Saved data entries
####

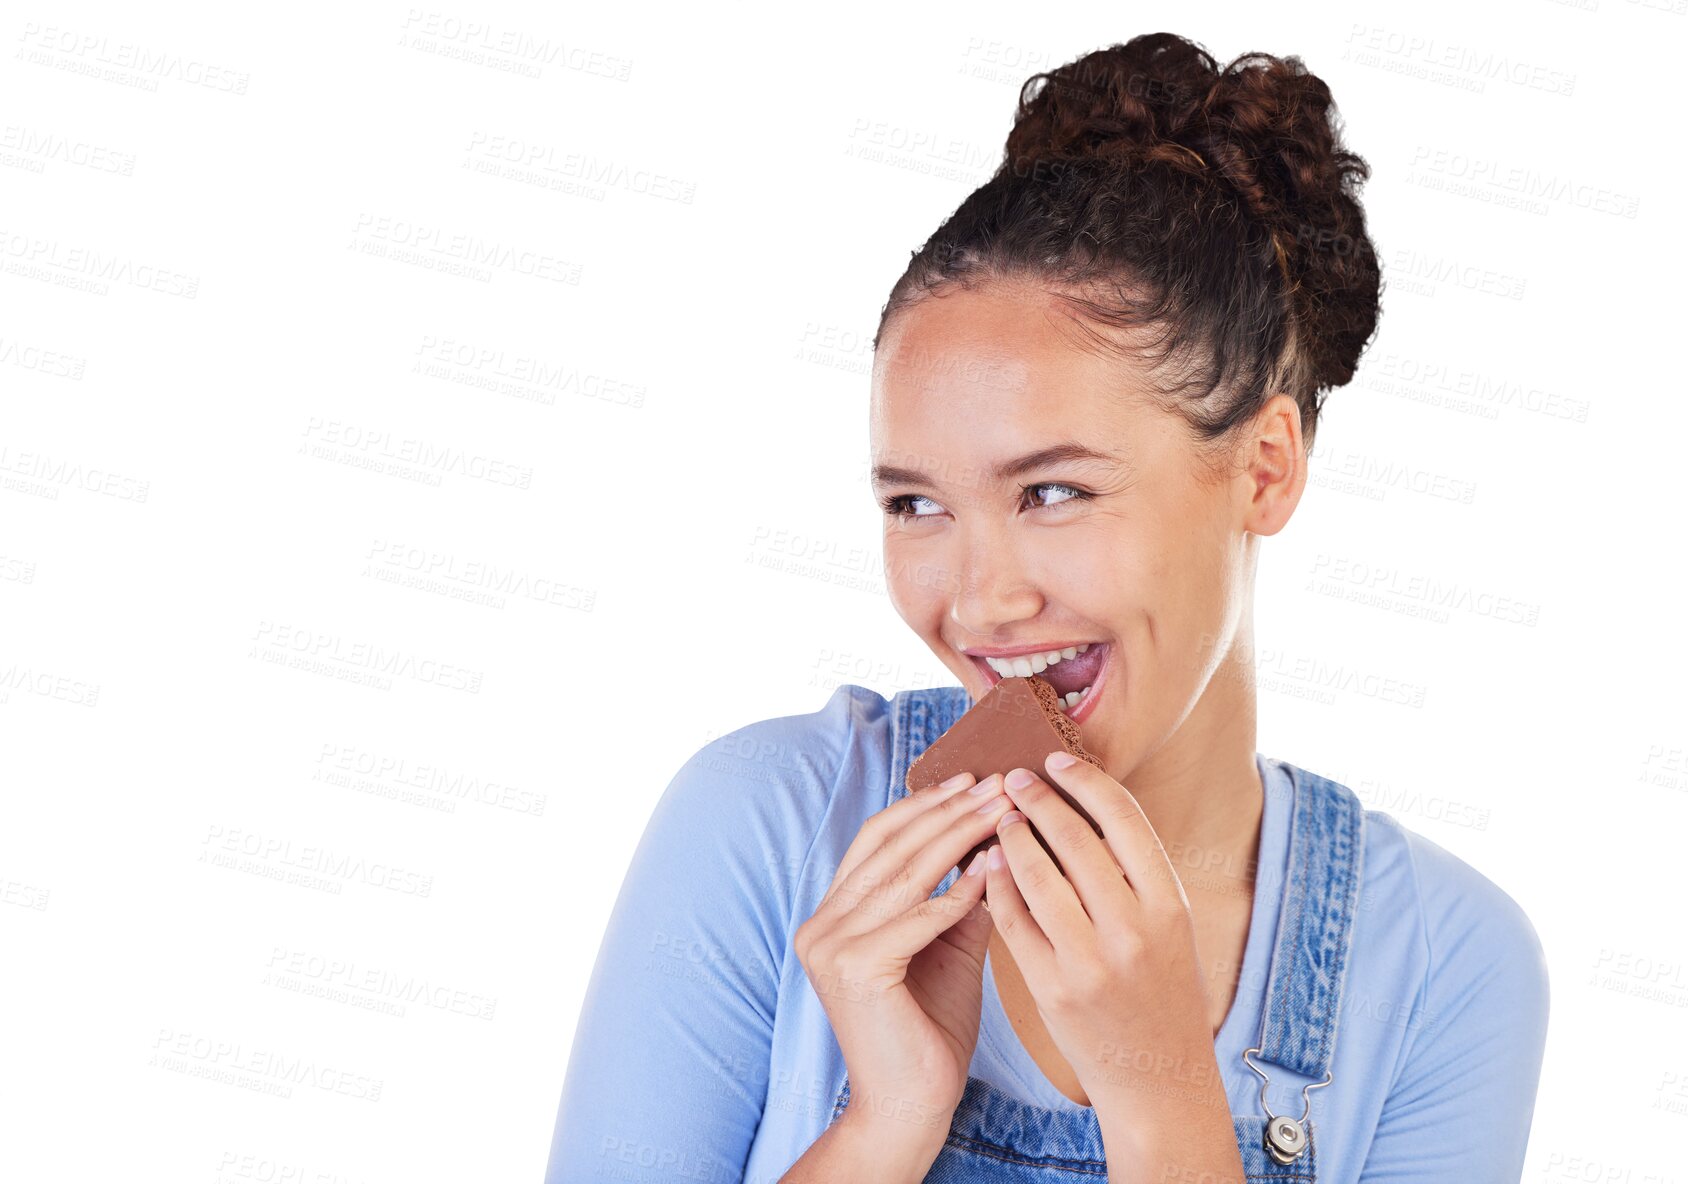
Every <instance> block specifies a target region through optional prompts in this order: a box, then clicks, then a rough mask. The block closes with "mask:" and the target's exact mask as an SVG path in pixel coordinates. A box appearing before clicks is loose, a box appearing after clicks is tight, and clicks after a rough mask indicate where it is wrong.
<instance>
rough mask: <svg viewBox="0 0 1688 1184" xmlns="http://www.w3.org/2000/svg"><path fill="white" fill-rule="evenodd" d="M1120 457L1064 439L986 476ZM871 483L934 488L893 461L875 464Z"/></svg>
mask: <svg viewBox="0 0 1688 1184" xmlns="http://www.w3.org/2000/svg"><path fill="white" fill-rule="evenodd" d="M1121 459H1123V458H1121V456H1117V454H1114V453H1099V451H1096V449H1094V448H1085V446H1084V444H1079V443H1074V441H1063V443H1060V444H1050V446H1048V448H1040V449H1038V451H1035V453H1026V454H1025V456H1016V458H1014V459H1011V461H1003V463H999V464H996V466H993V468H991V470H987V476H989V480H991V481H994V483H998V485H1001V483H1003V481H1011V480H1013V478H1016V476H1021V475H1025V473H1030V471H1033V470H1040V468H1048V466H1053V464H1065V463H1072V461H1106V463H1109V464H1119V463H1121ZM873 483H874V485H925V486H927V488H937V481H933V480H932V478H928V476H927V475H925V473H922V471H920V470H912V468H900V466H896V464H874V466H873Z"/></svg>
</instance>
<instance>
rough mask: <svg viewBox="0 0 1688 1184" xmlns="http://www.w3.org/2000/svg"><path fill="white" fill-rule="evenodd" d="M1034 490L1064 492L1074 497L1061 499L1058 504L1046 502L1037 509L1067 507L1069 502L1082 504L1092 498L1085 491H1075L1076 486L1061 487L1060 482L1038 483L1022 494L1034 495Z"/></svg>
mask: <svg viewBox="0 0 1688 1184" xmlns="http://www.w3.org/2000/svg"><path fill="white" fill-rule="evenodd" d="M1033 490H1062V492H1063V493H1070V495H1072V497H1065V498H1060V500H1058V502H1045V503H1043V505H1041V507H1035V508H1048V507H1053V505H1065V503H1067V502H1082V500H1085V498H1089V497H1090V495H1089V493H1085V492H1084V490H1075V488H1074V486H1070V485H1060V483H1058V481H1038V483H1036V485H1028V486H1026V488H1025V490H1021V493H1033Z"/></svg>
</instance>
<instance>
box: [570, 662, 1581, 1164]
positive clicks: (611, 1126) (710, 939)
mask: <svg viewBox="0 0 1688 1184" xmlns="http://www.w3.org/2000/svg"><path fill="white" fill-rule="evenodd" d="M890 743H891V736H890V701H888V699H885V698H883V696H881V694H878V692H874V691H871V689H866V687H861V686H852V684H847V686H841V687H839V689H837V691H834V692H832V696H830V699H829V701H827V704H825V706H824V708H820V709H819V711H812V713H807V714H792V716H780V718H773V720H761V721H758V723H751V725H748V726H744V728H739V730H738V731H733V733H728V735H726V736H722V738H719V740H716V741H711V743H709V745H706V747H704V748H701V750H699V752H697V753H694V755H692V757H690V760H687V762H685V765H682V769H680V770H679V774H675V777H674V780H672V782H670V784H668V787H667V790H665V792H663V796H662V799H660V801H658V804H657V807H655V811H653V814H652V819H650V823H648V826H647V829H645V834H643V838H641V839H640V845H638V848H636V851H635V856H633V861H631V866H630V868H628V873H626V878H625V882H623V885H621V893H619V897H618V900H616V905H614V909H613V912H611V917H609V926H608V931H606V934H604V937H603V944H601V946H599V953H598V963H596V966H594V969H592V976H591V981H589V985H587V991H586V1000H584V1007H582V1012H581V1018H579V1025H577V1032H576V1037H574V1047H572V1051H571V1056H569V1067H567V1074H565V1079H564V1089H562V1101H560V1106H559V1111H557V1122H555V1128H554V1137H552V1147H550V1160H549V1169H547V1174H545V1181H547V1184H576V1182H579V1181H633V1182H648V1184H655V1182H658V1181H663V1182H667V1181H692V1182H704V1184H739V1182H743V1184H776V1181H778V1179H780V1177H782V1176H783V1174H785V1172H787V1170H788V1169H790V1165H792V1164H793V1162H795V1160H797V1159H798V1157H800V1155H802V1154H803V1152H805V1150H807V1149H809V1147H810V1145H812V1143H814V1142H815V1138H819V1137H820V1133H822V1132H824V1130H825V1127H827V1123H829V1120H830V1115H832V1101H834V1088H836V1083H837V1079H841V1076H842V1073H844V1057H842V1052H841V1049H839V1046H837V1040H836V1039H834V1035H832V1027H830V1024H829V1020H827V1015H825V1012H824V1008H822V1007H820V1000H819V998H817V997H815V993H814V988H812V986H810V983H809V978H807V975H805V973H803V966H802V963H800V961H798V958H797V954H795V951H793V949H792V936H793V932H795V931H797V926H800V924H802V922H803V921H805V919H807V917H809V915H812V914H814V910H815V907H817V905H819V902H820V897H822V895H824V893H825V888H827V885H829V883H830V882H832V875H834V872H836V870H837V865H839V861H841V858H842V855H844V851H846V848H847V846H849V843H851V841H852V839H854V838H856V833H858V831H859V829H861V824H863V823H864V821H868V817H871V816H873V814H874V812H876V811H879V809H883V807H885V785H886V784H888V777H890V767H891V752H890ZM1258 763H1259V769H1261V774H1263V780H1264V785H1266V797H1264V812H1263V819H1261V846H1259V865H1258V870H1256V893H1254V904H1252V919H1251V929H1249V936H1247V946H1246V953H1244V959H1242V968H1241V975H1239V983H1237V995H1236V1000H1234V1003H1232V1008H1231V1013H1229V1015H1227V1018H1225V1024H1224V1027H1222V1029H1220V1032H1219V1035H1217V1037H1215V1042H1214V1047H1215V1054H1217V1059H1219V1066H1220V1073H1222V1076H1224V1083H1225V1089H1227V1094H1229V1098H1231V1108H1232V1111H1234V1113H1258V1110H1259V1078H1256V1076H1254V1074H1252V1073H1251V1071H1249V1069H1247V1066H1246V1064H1244V1061H1242V1051H1244V1049H1246V1047H1251V1046H1252V1042H1254V1040H1252V1039H1251V1037H1252V1035H1256V1034H1258V1032H1259V1020H1261V1002H1263V997H1264V990H1266V981H1268V969H1269V963H1271V951H1273V942H1274V939H1276V926H1278V909H1280V899H1281V892H1283V883H1285V877H1286V860H1288V851H1290V802H1288V794H1286V789H1288V779H1290V774H1288V769H1286V765H1285V763H1283V762H1281V760H1274V758H1266V757H1258ZM1366 817H1367V826H1366V855H1364V878H1362V883H1361V900H1359V912H1357V917H1355V931H1354V942H1352V949H1350V954H1349V959H1350V961H1349V969H1347V986H1345V991H1344V1008H1342V1020H1340V1034H1339V1039H1337V1047H1335V1059H1334V1064H1332V1078H1334V1081H1332V1084H1330V1086H1327V1088H1323V1089H1320V1091H1315V1093H1313V1094H1312V1098H1313V1100H1315V1110H1313V1120H1315V1123H1317V1125H1318V1138H1320V1162H1318V1179H1320V1184H1355V1182H1362V1184H1386V1182H1388V1184H1430V1182H1431V1181H1438V1182H1440V1181H1450V1179H1458V1181H1462V1182H1465V1184H1489V1182H1499V1181H1506V1182H1507V1184H1512V1182H1516V1181H1518V1179H1519V1174H1521V1170H1523V1162H1524V1147H1526V1143H1528V1138H1529V1127H1531V1115H1533V1110H1534V1100H1536V1083H1538V1079H1539V1073H1541V1059H1543V1047H1545V1040H1546V1024H1548V973H1546V963H1545V958H1543V951H1541V944H1539V941H1538V937H1536V932H1534V929H1533V926H1531V924H1529V919H1528V917H1526V915H1524V912H1523V910H1521V909H1519V907H1518V904H1516V902H1514V900H1512V899H1511V897H1509V895H1506V892H1502V890H1501V888H1499V887H1496V885H1494V883H1492V882H1489V880H1487V878H1485V877H1482V875H1480V873H1479V872H1477V870H1474V868H1472V866H1470V865H1467V863H1463V861H1462V860H1458V858H1457V856H1453V855H1452V853H1448V851H1445V850H1443V848H1440V846H1436V845H1435V843H1431V841H1430V839H1426V838H1423V836H1420V834H1415V833H1413V831H1409V829H1406V828H1404V826H1401V824H1399V823H1396V821H1394V819H1393V817H1391V816H1388V814H1382V812H1379V811H1367V812H1366ZM984 988H986V993H984V1008H982V1017H981V1032H979V1046H977V1051H976V1054H974V1061H972V1064H971V1067H969V1073H971V1074H972V1076H977V1078H982V1079H986V1081H991V1083H993V1084H996V1086H999V1088H1001V1089H1004V1091H1008V1093H1011V1094H1014V1096H1020V1098H1023V1100H1026V1101H1033V1103H1038V1105H1043V1106H1050V1108H1055V1110H1075V1108H1079V1106H1077V1103H1074V1101H1072V1100H1069V1098H1067V1096H1063V1094H1062V1093H1060V1091H1057V1089H1055V1086H1053V1084H1050V1081H1048V1079H1047V1078H1045V1076H1043V1073H1041V1071H1040V1069H1038V1067H1036V1064H1035V1062H1033V1061H1031V1057H1030V1054H1028V1052H1026V1049H1025V1046H1023V1044H1021V1042H1020V1039H1018V1035H1016V1034H1014V1030H1013V1027H1011V1025H1009V1024H1008V1018H1006V1015H1004V1012H1003V1007H1001V1000H999V998H998V997H996V991H994V981H993V976H991V971H989V968H986V975H984ZM1273 1101H1274V1103H1278V1108H1280V1110H1290V1113H1300V1091H1298V1089H1295V1091H1288V1093H1285V1094H1283V1096H1281V1098H1280V1096H1276V1094H1274V1096H1273ZM1291 1103H1293V1105H1291Z"/></svg>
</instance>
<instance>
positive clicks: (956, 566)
mask: <svg viewBox="0 0 1688 1184" xmlns="http://www.w3.org/2000/svg"><path fill="white" fill-rule="evenodd" d="M1134 373H1136V372H1134V370H1133V367H1131V363H1129V361H1124V360H1121V358H1117V356H1114V355H1106V353H1102V351H1097V350H1094V346H1092V348H1084V346H1082V336H1080V334H1079V333H1077V331H1075V328H1074V323H1072V321H1070V319H1069V318H1067V314H1065V312H1062V311H1060V307H1058V304H1057V302H1055V299H1053V297H1050V296H1048V294H1047V292H1045V291H1041V289H1036V287H1030V285H1018V284H1016V285H1009V284H994V285H987V287H982V289H976V291H971V292H969V291H959V289H957V291H950V292H949V294H945V296H942V297H928V299H923V301H920V302H918V304H915V306H912V307H908V309H905V311H903V312H900V314H898V316H896V318H893V321H891V323H890V324H888V326H886V331H885V334H883V336H881V343H879V350H878V353H876V356H874V372H873V404H871V422H869V437H871V444H873V464H874V481H873V486H874V495H876V497H878V498H879V500H881V502H886V500H890V502H895V505H893V510H898V512H901V513H900V515H898V513H886V515H885V568H886V578H888V586H890V593H891V601H893V605H895V606H896V611H898V613H900V615H901V618H903V620H905V622H906V623H908V625H910V628H913V630H915V632H917V633H918V635H920V637H922V640H925V644H927V645H928V647H930V649H932V652H933V654H937V655H939V659H940V660H942V662H944V664H945V665H947V667H949V669H950V671H954V672H955V676H957V677H959V679H960V682H962V686H964V687H967V691H969V694H972V698H974V699H979V698H982V696H984V694H986V692H987V691H989V687H991V686H993V684H994V682H996V681H999V679H1001V677H1003V674H1001V672H998V671H993V669H989V665H987V664H986V662H984V657H982V655H981V650H989V652H993V654H996V652H999V650H1009V652H1025V650H1028V649H1030V650H1038V652H1045V650H1055V649H1065V647H1077V645H1082V644H1090V647H1092V650H1094V649H1096V647H1102V650H1104V652H1102V657H1101V665H1099V669H1097V671H1094V672H1090V671H1089V669H1087V665H1085V662H1087V660H1089V662H1094V660H1096V655H1094V652H1090V654H1087V655H1077V659H1069V660H1070V662H1072V664H1070V665H1069V667H1067V671H1065V672H1063V671H1062V664H1055V665H1050V667H1047V671H1043V672H1040V677H1043V679H1047V681H1050V682H1052V684H1055V687H1057V691H1069V689H1082V684H1089V686H1090V687H1092V689H1090V692H1089V694H1085V696H1084V698H1082V699H1080V701H1079V703H1077V704H1075V706H1072V708H1070V709H1069V714H1070V718H1072V720H1074V721H1075V723H1077V725H1079V728H1080V733H1082V736H1084V745H1085V748H1087V750H1090V752H1092V753H1096V755H1097V757H1099V758H1101V760H1102V762H1104V765H1106V767H1107V770H1109V774H1112V775H1114V777H1116V779H1119V780H1124V777H1126V774H1129V772H1131V770H1133V769H1136V767H1138V765H1139V762H1143V760H1144V758H1146V757H1150V755H1153V753H1156V752H1160V750H1161V748H1163V747H1166V745H1168V741H1171V740H1175V738H1188V745H1185V743H1183V741H1182V740H1180V743H1178V745H1175V748H1183V747H1188V748H1190V755H1192V757H1198V755H1200V753H1202V752H1204V747H1205V745H1210V743H1212V741H1215V740H1217V738H1219V736H1220V735H1222V733H1224V731H1225V730H1227V728H1236V726H1246V728H1247V733H1249V743H1252V726H1254V711H1252V703H1254V698H1252V691H1254V687H1252V664H1251V655H1249V650H1251V649H1252V645H1251V638H1249V606H1251V588H1252V562H1254V549H1252V542H1251V539H1252V535H1254V534H1273V532H1276V530H1278V529H1280V527H1281V525H1283V522H1285V520H1286V519H1288V515H1290V512H1291V510H1293V508H1295V500H1296V498H1298V495H1300V488H1301V483H1303V476H1305V464H1303V463H1301V458H1300V448H1301V439H1300V412H1298V410H1296V409H1295V402H1293V400H1290V399H1288V397H1278V399H1274V400H1271V402H1269V404H1268V407H1266V410H1264V412H1263V417H1261V421H1258V422H1261V427H1258V429H1256V432H1252V434H1246V436H1244V443H1246V444H1249V448H1242V449H1239V453H1237V458H1239V466H1234V468H1232V470H1229V471H1225V475H1222V476H1220V475H1215V471H1214V470H1212V468H1210V466H1204V464H1202V463H1200V459H1198V454H1197V451H1195V448H1193V444H1192V441H1190V432H1188V429H1187V427H1185V426H1183V422H1182V421H1180V419H1177V417H1175V415H1173V414H1170V412H1166V410H1161V409H1158V407H1156V405H1155V404H1153V402H1151V400H1148V399H1144V397H1141V395H1138V394H1136V390H1139V388H1141V382H1143V380H1141V378H1138V377H1134ZM1285 409H1288V415H1285ZM1273 412H1276V414H1273ZM1290 419H1293V424H1290ZM1261 432H1266V437H1264V439H1266V444H1264V448H1258V446H1256V436H1259V434H1261ZM1274 441H1276V444H1274ZM1062 446H1079V448H1084V449H1090V451H1094V453H1099V454H1101V456H1096V458H1087V456H1065V458H1063V456H1045V458H1041V459H1036V454H1038V453H1045V451H1047V449H1055V448H1062ZM1291 453H1293V454H1295V456H1293V459H1291ZM1023 458H1033V459H1030V461H1026V463H1025V464H1016V461H1021V459H1023ZM917 475H918V476H917ZM1067 676H1070V677H1067ZM1074 682H1077V684H1080V686H1072V684H1074ZM1247 752H1249V753H1252V748H1249V750H1247Z"/></svg>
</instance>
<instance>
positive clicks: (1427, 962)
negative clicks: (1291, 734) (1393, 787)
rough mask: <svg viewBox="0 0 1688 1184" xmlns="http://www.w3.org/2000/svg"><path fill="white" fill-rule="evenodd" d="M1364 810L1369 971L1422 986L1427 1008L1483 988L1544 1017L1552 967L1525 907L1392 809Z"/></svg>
mask: <svg viewBox="0 0 1688 1184" xmlns="http://www.w3.org/2000/svg"><path fill="white" fill-rule="evenodd" d="M1325 780H1330V779H1325ZM1334 784H1340V782H1334ZM1344 789H1347V787H1345V785H1344ZM1349 792H1352V790H1349ZM1355 797H1357V799H1359V796H1355ZM1362 811H1364V817H1366V845H1364V861H1362V868H1361V899H1359V905H1357V909H1359V912H1357V937H1355V958H1357V964H1359V966H1361V968H1362V973H1364V975H1367V976H1377V978H1379V980H1381V981H1393V983H1401V980H1403V976H1404V978H1408V980H1413V981H1416V983H1418V991H1416V993H1418V997H1420V1005H1421V1007H1425V1008H1431V1010H1435V1012H1445V1010H1447V1008H1455V1007H1460V1005H1462V1003H1463V1002H1469V1000H1470V998H1474V997H1475V995H1477V993H1479V991H1480V993H1482V995H1484V998H1487V1000H1492V1002H1496V1003H1499V1002H1501V998H1502V997H1506V998H1509V1000H1511V1005H1512V1007H1518V1008H1523V1010H1528V1012H1533V1013H1534V1012H1539V1013H1541V1017H1543V1018H1545V1013H1546V1007H1548V963H1546V956H1545V951H1543V946H1541V939H1539V936H1538V932H1536V927H1534V924H1533V922H1531V919H1529V914H1528V912H1526V910H1524V907H1523V905H1521V904H1519V902H1518V900H1516V899H1514V897H1512V895H1511V893H1509V892H1507V890H1506V888H1502V887H1501V885H1499V883H1496V882H1494V880H1492V878H1491V877H1489V875H1485V873H1484V872H1482V870H1479V868H1477V866H1475V865H1474V863H1470V861H1469V860H1465V858H1462V856H1458V855H1455V853H1453V851H1450V850H1448V848H1447V846H1443V845H1442V843H1436V841H1435V839H1431V838H1430V836H1426V834H1423V833H1420V831H1416V829H1413V828H1411V826H1408V824H1406V823H1403V821H1401V819H1399V817H1396V816H1394V814H1391V812H1389V811H1386V809H1381V807H1376V806H1367V804H1364V801H1362ZM1396 990H1398V988H1396Z"/></svg>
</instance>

####

**Instructions for the task**
Reproduce the rows from the start of the rows through the line containing "457L1064 439L986 476ZM871", inclusive, swapping every "block" for "section" and keeping everything else the same. Omit the pictures from your answer.

**Response to this task**
Every <instance> section specifies a target region through optional prompts in this order: a box, then clicks, then a rough mask. The section closes with "mask:" and the target's exact mask as an SVG path in pixel coordinates. A box appearing before clicks is loose, a box appearing after clicks is tight, and clicks after a rough mask indicate where it is wrong.
<instance>
rough mask: <svg viewBox="0 0 1688 1184" xmlns="http://www.w3.org/2000/svg"><path fill="white" fill-rule="evenodd" d="M1120 457L1064 439L986 476ZM871 483L934 488L893 461L875 464Z"/></svg>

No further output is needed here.